Menkîbeler
Abdüllatif Uyan / abdullatif.uyan@tg.com.tr


Neden yememiş?
21.03.2009

Behaeddin-i Buhari hazretleri kuddise sirruh, yemek hususunda çok titiz idi.
Bir yemeği pişiren, eğer öfkeliyse, yahut isteksiz idiyse, anlar yemezdi o yemeği.

Nitekim bir gün yemeğe davet ederler.
Gelir, sofraya oturur.
Ama uzatmaz elini yemeğe.

Ev sahibi üzülüp;
- Efendim! Yemeklerimiz helaldir, niçin yemezsiniz? der.

Büyük Velî;
- Biliyorum, buyurur. Ama bunları pişiren öfkeliymiş. Öfkesi sinmiş yemeklere.

LOKMANA DİKKAT ET!

-------------------------

● Yapılacak iş:
Yukarıdaki menkıbeyi "Gelir, sofraya oturur." ifadesinden aşağıya doğru "LOKMANA DİKKAT ET!" ifadesine kadar tek harfini değiştirmeden yeniden yazın.

-------------------------

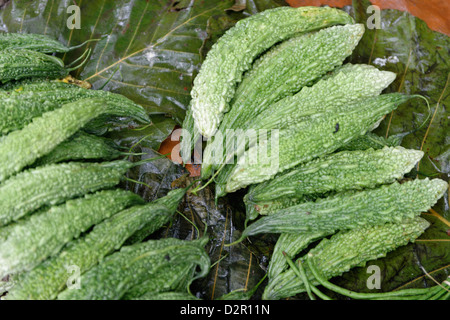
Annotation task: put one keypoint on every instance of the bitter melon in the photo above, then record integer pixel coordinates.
(81, 146)
(46, 232)
(351, 209)
(346, 250)
(371, 140)
(336, 172)
(36, 42)
(34, 85)
(49, 278)
(53, 184)
(292, 244)
(19, 108)
(320, 134)
(23, 147)
(17, 64)
(122, 270)
(172, 295)
(235, 51)
(283, 71)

-------------------------

● Sonuç aşağıda:
Gelir, sofraya oturur.
Ama uzatmaz elini yemeğe.

Ev sahibi üzülüp;
- Efendim! Yemeklerimiz helaldir, niçin yemezsiniz? der.

Büyük Velî;
- Biliyorum, buyurur. Ama bunları pişiren öfkeliymiş. Öfkesi sinmiş yemeklere.

LOKMANA DİKKAT ET!